## DATA FOR ANALYSIS
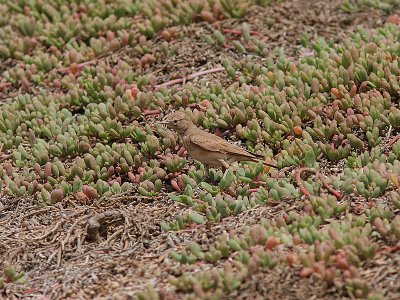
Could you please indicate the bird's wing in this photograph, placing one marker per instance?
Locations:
(211, 142)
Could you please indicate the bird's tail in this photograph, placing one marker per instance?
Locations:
(260, 158)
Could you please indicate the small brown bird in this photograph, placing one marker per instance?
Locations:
(206, 147)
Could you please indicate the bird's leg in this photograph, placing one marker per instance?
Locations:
(207, 173)
(225, 167)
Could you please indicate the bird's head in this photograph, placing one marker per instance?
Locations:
(178, 121)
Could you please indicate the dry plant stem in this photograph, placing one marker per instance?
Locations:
(192, 76)
(95, 223)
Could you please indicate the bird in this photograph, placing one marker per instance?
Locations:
(210, 149)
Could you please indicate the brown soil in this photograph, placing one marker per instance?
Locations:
(48, 243)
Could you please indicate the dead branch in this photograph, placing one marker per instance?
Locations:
(97, 224)
(192, 76)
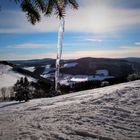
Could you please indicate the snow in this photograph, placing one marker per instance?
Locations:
(83, 78)
(8, 78)
(102, 72)
(31, 69)
(69, 65)
(109, 113)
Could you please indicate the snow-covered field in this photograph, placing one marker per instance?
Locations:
(109, 113)
(8, 78)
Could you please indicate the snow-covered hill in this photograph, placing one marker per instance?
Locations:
(8, 78)
(109, 113)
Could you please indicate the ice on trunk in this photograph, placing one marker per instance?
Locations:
(59, 51)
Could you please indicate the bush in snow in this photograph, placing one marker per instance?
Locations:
(3, 93)
(21, 89)
(104, 83)
(134, 76)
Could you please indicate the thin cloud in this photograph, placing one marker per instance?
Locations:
(29, 46)
(137, 43)
(93, 16)
(93, 40)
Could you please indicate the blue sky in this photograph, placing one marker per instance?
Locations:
(109, 28)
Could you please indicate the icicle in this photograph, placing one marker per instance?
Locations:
(59, 51)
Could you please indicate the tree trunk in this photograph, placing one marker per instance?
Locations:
(59, 51)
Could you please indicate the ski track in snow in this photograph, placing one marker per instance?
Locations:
(109, 113)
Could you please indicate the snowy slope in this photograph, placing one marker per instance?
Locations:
(109, 113)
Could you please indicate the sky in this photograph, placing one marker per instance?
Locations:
(99, 28)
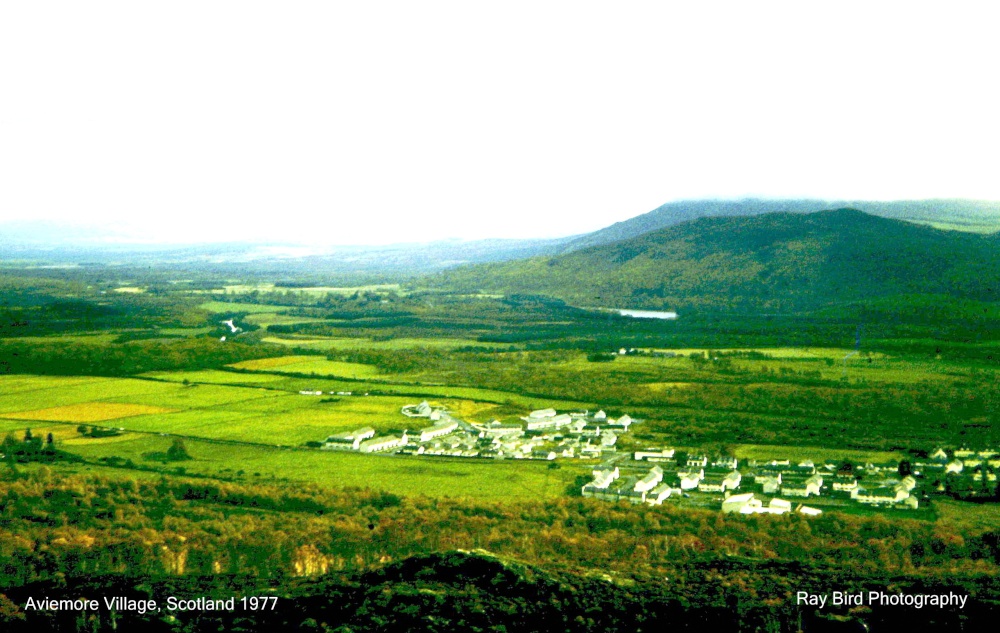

## EXERCISE
From the first line to the last, write out the data exactly, dropping any pictures.

## EXERCISE OUTPUT
Could you please indicate the bird's wing in this photograph, placing one marker per instance?
Locations:
(211, 142)
Could you please indicate the bird's tail in this photograph, placing one marker per instance?
Locations:
(260, 158)
Could you please indicate the small brown bird in this photograph, placing one marker per instance?
Locations:
(206, 147)
Could you please indicate the bird's leg in this photograph, placing one marker per instance?
Locations:
(207, 173)
(225, 167)
Could you please indicate the bird's head in this photograph, placing one marker per instance?
Locations:
(178, 121)
Could you please indicate the dry plant stem in this photograph, placing one marker per instance?
Locations:
(192, 76)
(95, 223)
Could you please indicate the bird in this photograph, placing one marker per instance?
Locations:
(210, 149)
Could you please indicate the brown soil in this photograph, placing one marker per instance?
Locations:
(48, 243)
Could you please indicate the dead branch in this photograph, placing one marker per instance?
Locations:
(97, 224)
(192, 76)
Could you please indicate the snow in this photograph, placing one marker per instance?
Locations:
(83, 78)
(8, 78)
(102, 72)
(31, 69)
(69, 65)
(109, 113)
Could you please indicate the snow-covered field in this photograph, placing one marker per instance?
Locations:
(109, 113)
(8, 78)
Could you please indicate the snow-covered hill in this photograph, placing one marker per instance?
Locations:
(8, 78)
(109, 113)
Could you please indicate the ice on trunk in this photograph, placing one marker per instance?
Locations:
(59, 51)
Could you please indicate the bush in snow in this photograph, placing one marker per instance?
Locations:
(3, 93)
(21, 89)
(104, 83)
(134, 76)
Could you please indicate the thin cloud in this photograph, placing one marker per instance?
Locations:
(29, 46)
(137, 43)
(93, 16)
(93, 40)
Could you please indicate the blue sky in this photograph, placing one marker per instance?
Locations:
(109, 28)
Could you please indicate the icicle in this photograph, placing one marker per instance?
Locations:
(59, 51)
Could you please indicate the tree trunk in this photograph, placing one marker per instance?
Locations:
(59, 51)
Could you please indicate the ski track in snow in this photograph, placing one marker per instance?
Locations:
(109, 113)
Could you please indicate the snowy slope in this photograph, placing one marker per instance?
Locations:
(109, 113)
Could you please indicate the sky in this photograph, placing one marker per instance?
Locations:
(99, 28)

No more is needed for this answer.